## Supplied text

Aruvi is one of those gems of Tamil cinema that was truly ahead of its time – daring, rebellious, remorseless, asking all the uncomfortable questions. Not to forget, it is one among the very few films to have cast an actual trans woman in a trans woman role. 

The bond that Aruvi forms with Emily, the trans woman is a really underrated female friendship in Tamil cinema – two women doing mundane things like window shopping, oogling at men, eating together but also agreeing to go on a trip with the money you collected to treat your bed-ridden father because he chose to shun you and your help since his honor was bigger than himself. Afterall, what more do you need in life than a friend who would go to any extent to protect you and bring your perpetrators to justice even if it’s on national television?

Danny & Jack in Goa

3 friends from the interiors of Madurai run off to Goa and among everything ultra-modern they encounter in 2010 urban India, they meet a homosexual couple. But neither of them mock them, view them as aliens nor get fascinated by them – they accept them just like a straight couple. Goa was one of the first films to have a homosexual trope for non-comical reasons – there’s even a song (Valiba Vaa Vaa) on accepting homosexuality.

Jack and Danny played by Aravind Akash and Sampath are fruity and fun gays even before that became a thing. They were neither stereotyped nor revered; they were a ‘just another couple’ getting jealous and possessive over one another through which Venkat Prabhu normalized homosexual relationships.

Kanchana and Geetha in Kanchana

Sarathkumar as ‘Kanchana’ in Kanchana is a heavily criticized and stereotypical portrayal of trans women but it was actually one of the first Tamil films to portray them in a good light. The film being a commercial success especially among children created a great deal of awareness on the transgender community and their struggles among the younger generation. 

Until then, films showed transgendered persons as those who run brothels or rope in young girls for sex work but Kanchana was extremely progressive and significant for covering issues like a coming out as trans to parents (that too through knowledge they gained from the internet), the regressive society that treats gender fluidity as a taboo, and being shunned by one’s own family.

Not to forget that Kanchana also raised and funded medical education for another trans woman (played by Priya Ezhumalai, a real life trans woman) highlighting the lack of opportunities our society gives to transgenders.

Referring-expression pointing data
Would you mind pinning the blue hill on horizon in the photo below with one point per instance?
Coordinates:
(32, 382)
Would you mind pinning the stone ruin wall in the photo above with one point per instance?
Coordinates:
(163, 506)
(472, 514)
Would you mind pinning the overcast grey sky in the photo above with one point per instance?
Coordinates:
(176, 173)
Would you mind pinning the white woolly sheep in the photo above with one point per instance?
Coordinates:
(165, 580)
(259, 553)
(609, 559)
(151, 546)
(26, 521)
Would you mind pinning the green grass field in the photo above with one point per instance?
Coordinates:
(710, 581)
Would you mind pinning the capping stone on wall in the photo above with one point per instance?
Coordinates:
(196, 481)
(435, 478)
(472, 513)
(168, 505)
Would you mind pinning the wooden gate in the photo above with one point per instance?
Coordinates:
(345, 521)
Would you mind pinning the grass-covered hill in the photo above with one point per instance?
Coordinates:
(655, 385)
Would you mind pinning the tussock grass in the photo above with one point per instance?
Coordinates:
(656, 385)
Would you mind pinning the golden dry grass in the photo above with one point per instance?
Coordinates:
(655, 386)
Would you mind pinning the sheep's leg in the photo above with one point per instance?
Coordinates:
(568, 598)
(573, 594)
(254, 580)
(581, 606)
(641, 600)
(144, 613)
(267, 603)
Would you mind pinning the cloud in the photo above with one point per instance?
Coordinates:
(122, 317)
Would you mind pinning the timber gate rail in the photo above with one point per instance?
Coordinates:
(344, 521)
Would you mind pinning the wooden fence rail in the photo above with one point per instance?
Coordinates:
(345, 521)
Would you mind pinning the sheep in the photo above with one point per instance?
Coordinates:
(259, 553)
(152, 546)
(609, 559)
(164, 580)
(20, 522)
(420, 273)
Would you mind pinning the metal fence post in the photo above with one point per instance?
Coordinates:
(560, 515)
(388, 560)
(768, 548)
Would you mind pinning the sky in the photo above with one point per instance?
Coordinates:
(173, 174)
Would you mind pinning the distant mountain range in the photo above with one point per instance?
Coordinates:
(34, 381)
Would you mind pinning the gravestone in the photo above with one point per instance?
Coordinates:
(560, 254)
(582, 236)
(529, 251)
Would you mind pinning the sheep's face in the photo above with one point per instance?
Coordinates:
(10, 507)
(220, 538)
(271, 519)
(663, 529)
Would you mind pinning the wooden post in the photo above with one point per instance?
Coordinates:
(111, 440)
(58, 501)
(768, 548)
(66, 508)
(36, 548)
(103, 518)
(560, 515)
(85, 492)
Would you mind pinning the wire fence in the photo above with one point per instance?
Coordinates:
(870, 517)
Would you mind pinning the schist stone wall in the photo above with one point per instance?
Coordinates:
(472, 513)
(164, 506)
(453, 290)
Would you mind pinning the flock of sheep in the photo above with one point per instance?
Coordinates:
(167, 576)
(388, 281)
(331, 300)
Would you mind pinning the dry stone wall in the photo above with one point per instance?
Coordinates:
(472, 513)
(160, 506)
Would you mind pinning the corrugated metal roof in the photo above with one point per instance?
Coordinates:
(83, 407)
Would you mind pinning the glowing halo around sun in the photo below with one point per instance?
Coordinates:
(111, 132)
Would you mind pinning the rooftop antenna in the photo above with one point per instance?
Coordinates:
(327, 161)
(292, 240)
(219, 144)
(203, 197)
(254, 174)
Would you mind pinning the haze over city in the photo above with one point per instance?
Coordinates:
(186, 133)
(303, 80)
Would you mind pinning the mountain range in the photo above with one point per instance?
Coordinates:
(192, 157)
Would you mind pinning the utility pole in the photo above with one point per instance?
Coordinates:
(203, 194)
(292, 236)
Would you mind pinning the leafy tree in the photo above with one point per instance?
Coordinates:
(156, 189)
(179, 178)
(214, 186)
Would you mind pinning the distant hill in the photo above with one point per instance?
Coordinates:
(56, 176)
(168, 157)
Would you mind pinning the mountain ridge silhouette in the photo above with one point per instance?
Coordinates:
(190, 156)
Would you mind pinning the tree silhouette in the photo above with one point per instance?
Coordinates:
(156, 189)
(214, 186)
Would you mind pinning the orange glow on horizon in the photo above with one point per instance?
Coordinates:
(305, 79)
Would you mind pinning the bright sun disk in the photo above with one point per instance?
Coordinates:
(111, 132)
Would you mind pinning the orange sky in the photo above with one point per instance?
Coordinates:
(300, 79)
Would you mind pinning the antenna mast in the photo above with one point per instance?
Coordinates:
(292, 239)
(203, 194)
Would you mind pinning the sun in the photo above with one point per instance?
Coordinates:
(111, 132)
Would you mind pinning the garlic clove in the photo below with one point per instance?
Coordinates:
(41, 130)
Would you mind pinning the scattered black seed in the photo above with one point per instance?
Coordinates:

## Tasks for this exercise
1 – According to the text on queer characters in Tamil cinema, which song in Goa is about accepting homosexuality?
2 – Continue the text on queer characters in Tamil cinema from the point where it stops.

## Answers to each task
1 – Valiba Vaa Vaa.

2 –
Kanchana was the face of transgender community for a very long time (most probably because there was a dearth of trans characters in good light), as a person who battled evil, broke social barriers and stood for equality.

Meera in Peranbu

While transgendered people playing the roles of trans characters is considered a big leap in representation, Director Ram went the extra mile to make his trans character (played by Anjali Ameer) the lead of his film who then ends up marrying the hero, Mammootty. 

Although Meera starts as a sex-worker, a trend that all transgenders have been stereotyped with, she wins our heart as a ray of hope in Amudhavan’s life, as his savior, as his solace as his breathing space but also as a loving step-mother, companion and friend to Paapa. 


Tamil cinema has come a long way from stereotyping the members of the LGBTQ+ community and using them solely as comical tropes to writing character arcs for them. But we have a longer way to go since films that are a commercial success and those largely consumed by kids or those that star ‘heroes’ like Jailer, Doctor or Mark Antony continue to oppress and ridicule them through roles of ‘Divya’ played by Redin Kingsley, ‘Gomathy’ played by Karate Karthi and ‘Gowri’ played by YG Mahendran. 

Directors who consider themselves “new gen” need to get rid of such antique humor tropes, if not share the burden of appropriate representation of the LGBTQ+ community vested only in the hands of those who make subaltern cinema or art films. Because morally right, uni-dimensional and sexually/socially oppressed can’t continue to be the only character traits of LGBTQ+ characters in films.

Not to forget that we’ve only written roles for trans and homosexual people, there are still 3+ alphabets in LBGTQIA+ to explore!